• _SET PROBLEM 1_:
From the movie phrase-mining guide, write out word for word the part that opens with the words containing "Run data, eda, classification" and closes with "the test configurations.".
• _SET PROBLEM 2_:
Answer these questions using the movie phrase-mining guide:
(a) What is the name of the remote image on the docker hub?
(b) Where is the test data that the test target uses?
(c) Which configuration file does the data target use, and which one does the test target use?

• _PASSAGE_:
◇ ◇ ◇ ◇ ◇

Analyzing Movies Using Phrase Mining

Clone the repository

git clone --recursive https://github.com/A04-Capstone-Group-02/movie-analysis.git

Download dataset

Download the CMU Movie Summary Corpus dataset and move its files to data/raw/, or run the download target.

Note that to run this repository on the UCSD DSMLP server, the dataset must be manually uploaded, since the DSMLP server cannot connect to the data source link.


Build a docker container with the Dockerfile or the remote image 991231/movie-analysis in the docker hub.


To run the clustering target, we highly recommend enabling GPU to ensure reasonable running time, since this target heavily interacts with a transformer model. Running other targets without GPU will not be an issue.


Execute the running script with the following command:

python run.py [all] [test] [download] [data] [eda] [classification] [clustering]

all target

Run data, eda, classification and clustering targets in this exact order.

test target

Runs the same 4 targets in the same order as the all target, but using the test data in test/data/raw and the test configurations.

download target

Download the CMU Movie Summary Corpus dataset and set up the data directory.

data target

Run the ETL pipeline to process the raw data. This target will run AutoPhrase to extract quality phrases, clean categories, combine the processed data into a dataframe, and generate a profile report of the dataset.

The configuration file for this target is etl.json (or etl_test.json for test target), which contains the following items:

  • data_in: the path to the input data (relative to the root)

◇ ◇ ◇ ◇ ◇

[Entries for pointing and labeling]
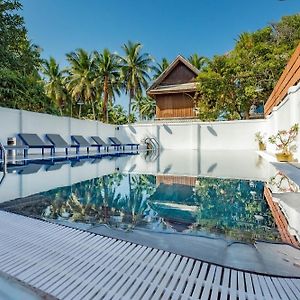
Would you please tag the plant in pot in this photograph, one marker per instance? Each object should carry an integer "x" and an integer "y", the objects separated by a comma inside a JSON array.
[
  {"x": 284, "y": 140},
  {"x": 260, "y": 138}
]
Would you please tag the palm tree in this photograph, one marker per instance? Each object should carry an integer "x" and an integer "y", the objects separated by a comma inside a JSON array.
[
  {"x": 107, "y": 68},
  {"x": 197, "y": 61},
  {"x": 148, "y": 108},
  {"x": 81, "y": 77},
  {"x": 145, "y": 106},
  {"x": 54, "y": 86},
  {"x": 135, "y": 68},
  {"x": 160, "y": 67}
]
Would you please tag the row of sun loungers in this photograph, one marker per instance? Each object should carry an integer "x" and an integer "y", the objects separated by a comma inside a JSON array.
[{"x": 55, "y": 141}]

◇ ◇ ◇ ◇ ◇

• _FULL OUTPUT 1_:
Run data, eda, classification and clustering targets in this exact order.

test target

Runs the same 4 targets in the same order as the all target, but using the test data in test/data/raw and the test configurations.

• _FULL OUTPUT 2_:
(a) 991231/movie-analysis
(b) test/data/raw
(c) etl.json for the data target, and etl_test.json for the test target